- _JOB_
Reproduce the text of the entries below word for word, leaving out the pictures.

- _DATASET RECORDS_
■ ■ ■

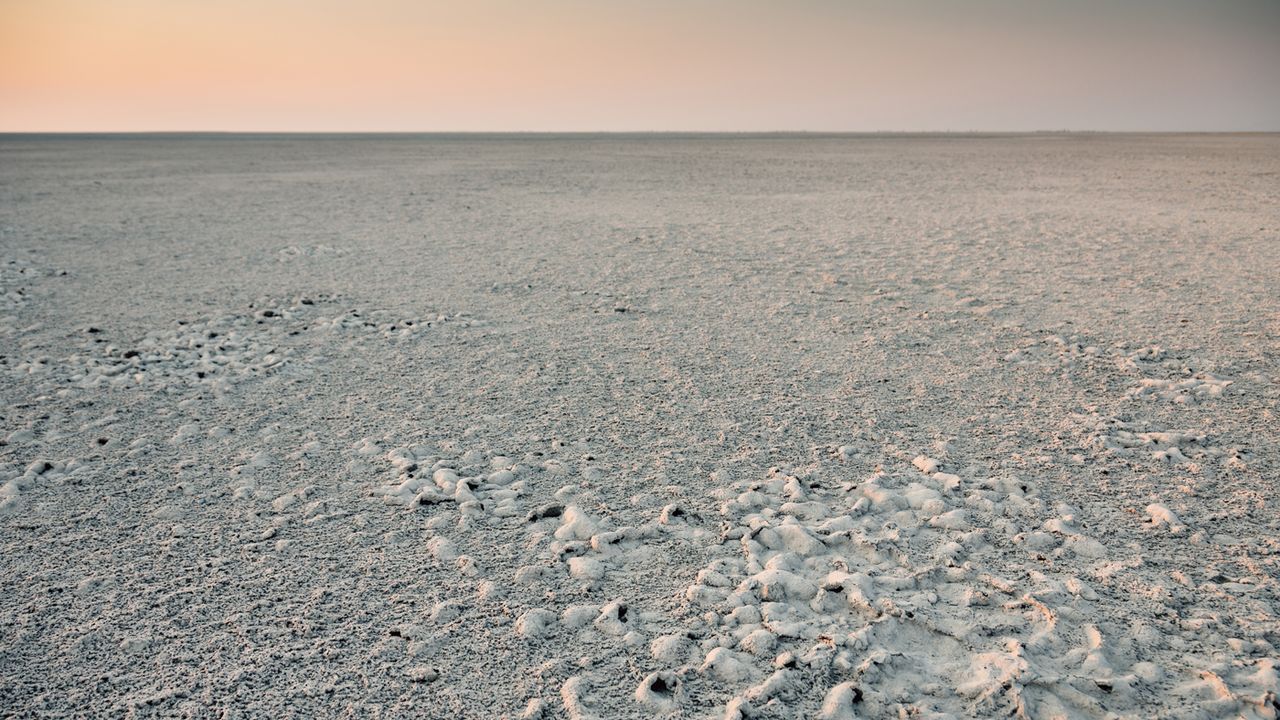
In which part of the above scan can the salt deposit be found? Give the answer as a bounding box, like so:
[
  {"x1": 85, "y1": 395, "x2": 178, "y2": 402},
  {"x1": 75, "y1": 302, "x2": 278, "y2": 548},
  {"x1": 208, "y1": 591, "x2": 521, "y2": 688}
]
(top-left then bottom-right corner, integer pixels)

■ ■ ■

- _EXERCISE RESULT_
In which part of the above scan can the salt deposit be found? Give the answer as a bounding box, like so:
[
  {"x1": 85, "y1": 395, "x2": 178, "y2": 402},
  {"x1": 75, "y1": 302, "x2": 278, "y2": 548},
  {"x1": 208, "y1": 591, "x2": 521, "y2": 688}
]
(top-left then bottom-right corner, integer pixels)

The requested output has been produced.